İmil Emin
Mısırlı yazar
TT

Çin yüzyılı mı yoksa esnek ittifaklar zamanı mı?

Son günlerde dünya, Suudi Arabistan Krallığı ile İran İslam Cumhuriyeti arasında Çin’in arabuluculuğunda gerçekleşen büyük diplomatik atılımı konuştu. Çin daha önce hiç böyle bir rol üstlenmemişti.
Pek çok gözlemci şu soruyu soruyor:
“Bu, beklenen Çin'in zamanı mı, yoksa izolasyonun veya emperyalizmin olmadığı daha güvenli bir dünya için esnek ittifaklar fikrini kabul etmesi gereken uluslararası çok taraflı ve yelpazeli kutuplaşma zamanı mı?”
Çin diplomasisinin son zamanlardaki prestijli başarısı, şu anda onu ABD diplomasisi ile gerçekçi bir rekabete sokuyor. Hatta Çin’in artık büyük adımlarla önde olduğunu söylesek abartmış olmayız. Nitekim Çinliler, büyük arabulucuların saflarına yükselmelerini sağlayan seri adımlarla ilerlemekteler.
★ ★ ★ ★ ★ ★ ★
Görev Özeti | Seçilmiş bölüme göre Suudi Arabistan Krallığı ile İran İslam Cumhuriyeti arasındaki diplomatik atılım hangi ülkenin arabuluculuğunda gerçekleşmiştir?

Gösterilen Kayıtlar |
★ ★ ★ ★ ★ ★ ★
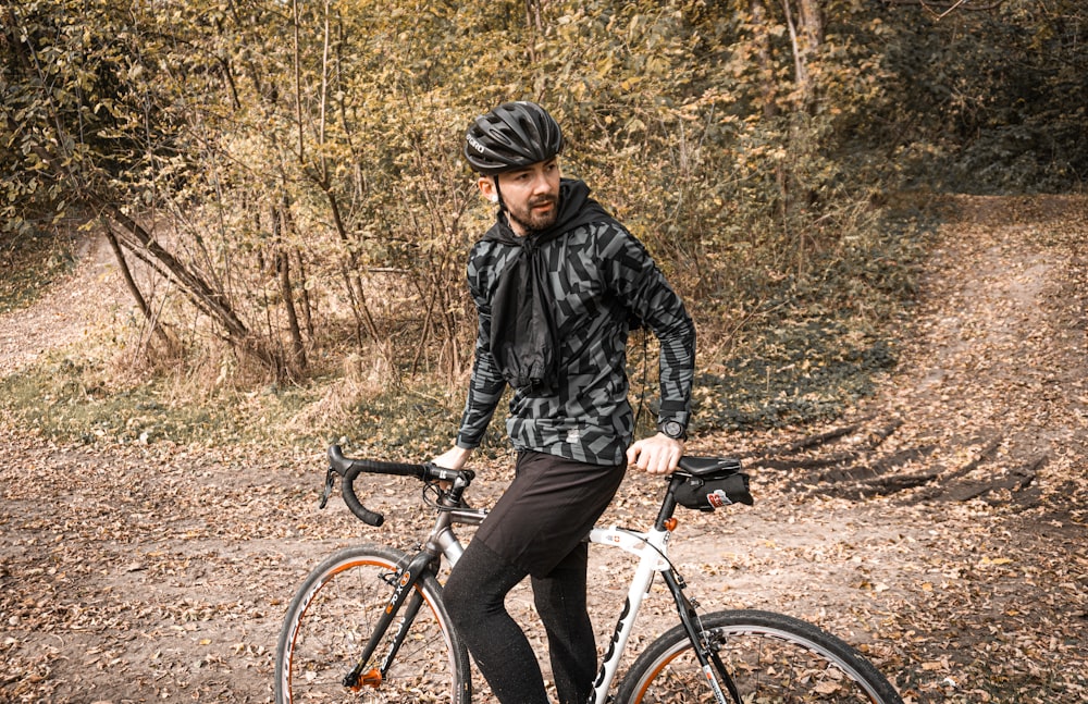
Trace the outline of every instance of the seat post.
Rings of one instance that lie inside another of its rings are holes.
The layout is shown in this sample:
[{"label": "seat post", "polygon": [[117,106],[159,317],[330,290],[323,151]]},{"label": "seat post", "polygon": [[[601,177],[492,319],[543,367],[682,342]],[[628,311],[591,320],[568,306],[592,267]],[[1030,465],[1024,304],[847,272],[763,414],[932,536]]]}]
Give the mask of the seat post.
★ ★ ★ ★ ★ ★ ★
Sonuç Aşağıdadır | Çin'in arabuluculuğunda gerçekleşmiştir.